Input material:
---*---

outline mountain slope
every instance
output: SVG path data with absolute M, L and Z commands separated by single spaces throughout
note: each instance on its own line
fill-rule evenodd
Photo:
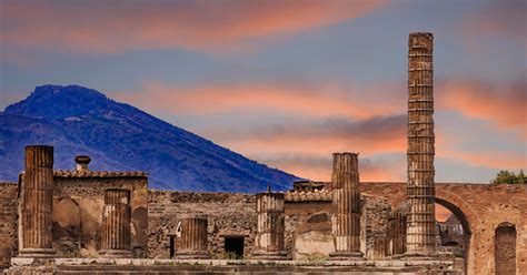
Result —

---*---

Rewrite the rows above with "hillside" in place of "mountain slope" and nothing else changed. Leave the pictures out.

outline hillside
every instance
output: SVG path data with absolute M, L and Z commands separated by single spaces throughout
note: each instance on its own line
fill-rule evenodd
Photo:
Result —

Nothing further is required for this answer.